Items listed in a dataset
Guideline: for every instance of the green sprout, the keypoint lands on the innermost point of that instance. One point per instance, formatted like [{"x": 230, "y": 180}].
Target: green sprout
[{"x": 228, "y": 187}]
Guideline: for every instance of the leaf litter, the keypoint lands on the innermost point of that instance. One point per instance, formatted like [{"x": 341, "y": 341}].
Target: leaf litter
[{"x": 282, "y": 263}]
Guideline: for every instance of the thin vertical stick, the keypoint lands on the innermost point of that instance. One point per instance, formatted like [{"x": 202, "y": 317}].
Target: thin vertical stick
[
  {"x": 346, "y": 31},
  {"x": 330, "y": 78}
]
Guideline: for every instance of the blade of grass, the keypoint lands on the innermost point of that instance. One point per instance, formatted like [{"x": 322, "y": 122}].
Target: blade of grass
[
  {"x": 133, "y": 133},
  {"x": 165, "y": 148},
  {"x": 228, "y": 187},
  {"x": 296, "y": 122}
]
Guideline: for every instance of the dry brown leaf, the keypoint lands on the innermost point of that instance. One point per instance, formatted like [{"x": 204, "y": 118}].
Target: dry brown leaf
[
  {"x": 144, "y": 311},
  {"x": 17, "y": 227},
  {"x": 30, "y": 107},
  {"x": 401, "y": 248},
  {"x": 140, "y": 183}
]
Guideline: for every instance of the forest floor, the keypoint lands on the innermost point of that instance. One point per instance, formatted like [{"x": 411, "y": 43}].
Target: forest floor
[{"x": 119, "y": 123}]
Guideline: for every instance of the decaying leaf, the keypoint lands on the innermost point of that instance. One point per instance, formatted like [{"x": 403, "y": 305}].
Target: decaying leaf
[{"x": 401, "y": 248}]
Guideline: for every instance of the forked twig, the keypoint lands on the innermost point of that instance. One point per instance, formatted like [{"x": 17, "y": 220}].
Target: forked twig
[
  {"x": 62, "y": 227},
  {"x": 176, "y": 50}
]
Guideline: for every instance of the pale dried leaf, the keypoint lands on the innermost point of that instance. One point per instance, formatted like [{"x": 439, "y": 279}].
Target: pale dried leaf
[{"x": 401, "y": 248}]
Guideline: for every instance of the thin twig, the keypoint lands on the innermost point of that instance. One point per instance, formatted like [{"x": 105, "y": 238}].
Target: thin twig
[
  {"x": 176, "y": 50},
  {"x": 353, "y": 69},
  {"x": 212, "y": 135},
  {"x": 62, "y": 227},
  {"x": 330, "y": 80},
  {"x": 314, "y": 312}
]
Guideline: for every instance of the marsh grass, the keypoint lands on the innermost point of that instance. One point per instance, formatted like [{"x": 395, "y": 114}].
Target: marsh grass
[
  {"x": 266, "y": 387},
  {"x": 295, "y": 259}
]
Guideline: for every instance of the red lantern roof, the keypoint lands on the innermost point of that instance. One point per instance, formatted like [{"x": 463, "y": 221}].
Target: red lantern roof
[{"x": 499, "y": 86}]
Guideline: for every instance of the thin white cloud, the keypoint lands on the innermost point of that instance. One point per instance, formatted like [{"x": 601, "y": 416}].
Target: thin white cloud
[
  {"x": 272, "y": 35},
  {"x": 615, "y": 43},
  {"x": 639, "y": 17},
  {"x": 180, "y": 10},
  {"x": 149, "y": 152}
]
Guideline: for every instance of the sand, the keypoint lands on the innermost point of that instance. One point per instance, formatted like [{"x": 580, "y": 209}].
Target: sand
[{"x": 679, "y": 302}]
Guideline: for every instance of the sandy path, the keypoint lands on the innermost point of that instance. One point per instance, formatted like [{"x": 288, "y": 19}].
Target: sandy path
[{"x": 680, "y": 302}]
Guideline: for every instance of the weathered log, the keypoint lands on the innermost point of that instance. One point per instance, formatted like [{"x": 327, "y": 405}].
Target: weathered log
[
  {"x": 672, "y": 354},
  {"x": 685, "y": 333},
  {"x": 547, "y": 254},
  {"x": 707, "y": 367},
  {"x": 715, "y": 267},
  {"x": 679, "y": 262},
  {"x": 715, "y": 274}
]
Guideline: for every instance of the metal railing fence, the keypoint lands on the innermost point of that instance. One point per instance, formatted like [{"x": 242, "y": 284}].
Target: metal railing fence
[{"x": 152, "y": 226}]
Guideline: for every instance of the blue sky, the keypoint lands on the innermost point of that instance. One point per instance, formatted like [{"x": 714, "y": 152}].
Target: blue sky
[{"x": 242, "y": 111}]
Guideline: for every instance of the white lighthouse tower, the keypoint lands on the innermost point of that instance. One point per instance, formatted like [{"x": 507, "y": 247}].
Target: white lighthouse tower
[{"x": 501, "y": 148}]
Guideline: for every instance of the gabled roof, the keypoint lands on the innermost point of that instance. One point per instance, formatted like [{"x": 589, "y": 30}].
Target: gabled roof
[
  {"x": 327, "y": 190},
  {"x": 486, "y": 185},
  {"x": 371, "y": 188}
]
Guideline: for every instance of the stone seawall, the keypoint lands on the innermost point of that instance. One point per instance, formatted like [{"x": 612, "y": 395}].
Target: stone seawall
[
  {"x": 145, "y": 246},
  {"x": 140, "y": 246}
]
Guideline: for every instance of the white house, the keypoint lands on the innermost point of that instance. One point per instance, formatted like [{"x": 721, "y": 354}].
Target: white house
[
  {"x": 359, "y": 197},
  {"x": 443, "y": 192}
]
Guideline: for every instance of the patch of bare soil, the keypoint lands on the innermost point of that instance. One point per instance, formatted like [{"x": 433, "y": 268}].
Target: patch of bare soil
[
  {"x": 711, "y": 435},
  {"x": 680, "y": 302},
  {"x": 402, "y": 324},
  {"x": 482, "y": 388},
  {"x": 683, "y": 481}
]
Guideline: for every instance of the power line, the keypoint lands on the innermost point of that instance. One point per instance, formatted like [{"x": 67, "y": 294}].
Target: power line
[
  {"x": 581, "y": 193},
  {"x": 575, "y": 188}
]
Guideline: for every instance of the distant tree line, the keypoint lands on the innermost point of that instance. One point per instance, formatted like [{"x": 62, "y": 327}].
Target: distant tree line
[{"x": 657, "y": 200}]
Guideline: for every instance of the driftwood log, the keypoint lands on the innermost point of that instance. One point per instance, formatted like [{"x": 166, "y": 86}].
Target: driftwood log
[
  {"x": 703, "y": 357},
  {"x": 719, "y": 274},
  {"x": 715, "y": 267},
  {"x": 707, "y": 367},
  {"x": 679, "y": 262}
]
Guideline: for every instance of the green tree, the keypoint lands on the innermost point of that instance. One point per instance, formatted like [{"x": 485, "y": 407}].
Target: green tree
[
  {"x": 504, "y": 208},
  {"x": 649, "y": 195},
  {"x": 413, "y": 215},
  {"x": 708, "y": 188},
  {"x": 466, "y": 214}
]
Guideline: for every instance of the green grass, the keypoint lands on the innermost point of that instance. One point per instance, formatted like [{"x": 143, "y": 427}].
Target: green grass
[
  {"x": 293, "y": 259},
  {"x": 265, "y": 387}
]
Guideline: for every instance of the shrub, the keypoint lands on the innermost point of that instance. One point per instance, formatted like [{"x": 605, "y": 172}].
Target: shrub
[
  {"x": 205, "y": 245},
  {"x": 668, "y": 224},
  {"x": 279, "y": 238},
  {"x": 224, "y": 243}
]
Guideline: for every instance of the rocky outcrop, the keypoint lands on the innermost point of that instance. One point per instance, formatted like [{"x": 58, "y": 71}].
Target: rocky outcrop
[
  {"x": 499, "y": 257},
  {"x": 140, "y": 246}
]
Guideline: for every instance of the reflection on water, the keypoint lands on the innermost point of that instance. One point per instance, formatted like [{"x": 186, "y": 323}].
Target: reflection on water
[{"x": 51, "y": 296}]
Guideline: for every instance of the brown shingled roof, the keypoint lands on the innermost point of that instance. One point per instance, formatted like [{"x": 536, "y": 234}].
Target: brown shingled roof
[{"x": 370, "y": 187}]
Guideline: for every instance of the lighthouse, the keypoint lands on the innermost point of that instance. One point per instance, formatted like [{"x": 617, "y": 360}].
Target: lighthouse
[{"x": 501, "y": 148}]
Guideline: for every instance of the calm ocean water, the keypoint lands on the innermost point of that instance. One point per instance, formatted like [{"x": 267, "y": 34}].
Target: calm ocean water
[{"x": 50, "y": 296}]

==

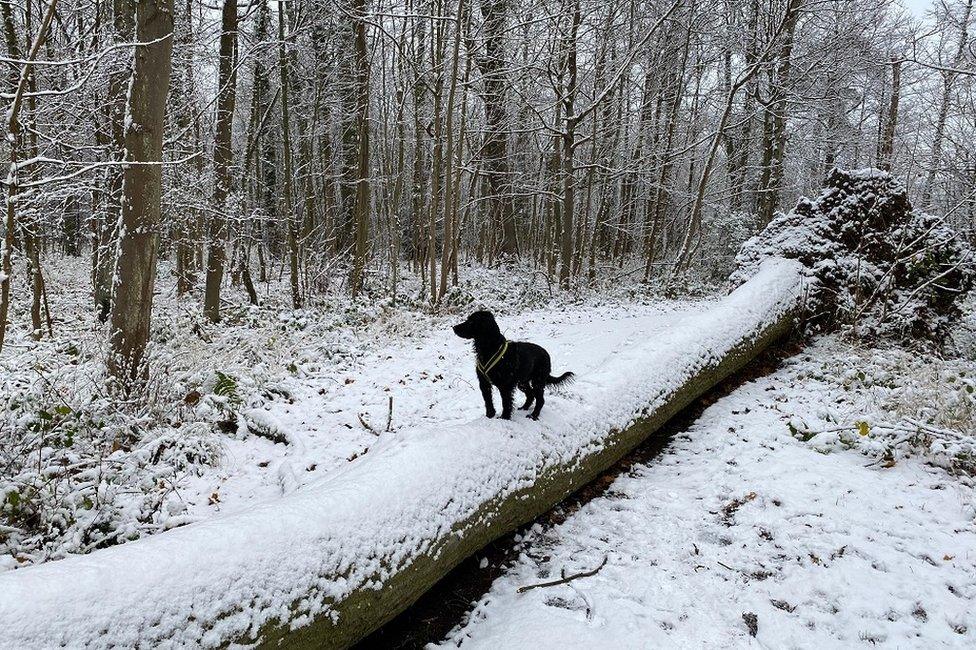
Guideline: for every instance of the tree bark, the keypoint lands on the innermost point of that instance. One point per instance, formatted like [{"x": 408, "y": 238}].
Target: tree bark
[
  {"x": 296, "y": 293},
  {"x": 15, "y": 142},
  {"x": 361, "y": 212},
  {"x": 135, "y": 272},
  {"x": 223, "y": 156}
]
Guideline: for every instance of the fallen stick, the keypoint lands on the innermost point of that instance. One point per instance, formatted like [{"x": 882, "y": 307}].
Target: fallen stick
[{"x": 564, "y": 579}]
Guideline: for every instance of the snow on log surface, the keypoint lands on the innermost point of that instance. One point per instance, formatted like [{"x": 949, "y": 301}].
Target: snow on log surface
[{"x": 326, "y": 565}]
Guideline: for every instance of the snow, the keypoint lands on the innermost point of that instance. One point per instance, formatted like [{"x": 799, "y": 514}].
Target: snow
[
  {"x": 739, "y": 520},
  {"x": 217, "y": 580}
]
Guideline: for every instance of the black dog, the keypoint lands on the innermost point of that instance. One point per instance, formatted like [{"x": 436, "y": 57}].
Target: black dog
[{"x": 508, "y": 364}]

**Instructions to follow:** From the records above, give again exactly the lines running from the line with "Guideline: for every instance of the green sprout, the" to the line with "Guideline: for every instance of the thin vertical", inclusive.

**Answer space:**
Guideline: for every instance of the green sprout, the keypoint lands on the innermost point of that instance. One point per instance, formatted like [{"x": 230, "y": 180}].
Target: green sprout
[{"x": 228, "y": 187}]
Guideline: for every instance of the leaf litter, the keypoint lands on the innermost point of that instance. One point per instance, formatted like [{"x": 341, "y": 341}].
Target: leaf litter
[{"x": 282, "y": 263}]
Guideline: for every instance of the thin vertical stick, the keypoint lands on the innermost point of that instance. One point per instance, formatted like [{"x": 202, "y": 317}].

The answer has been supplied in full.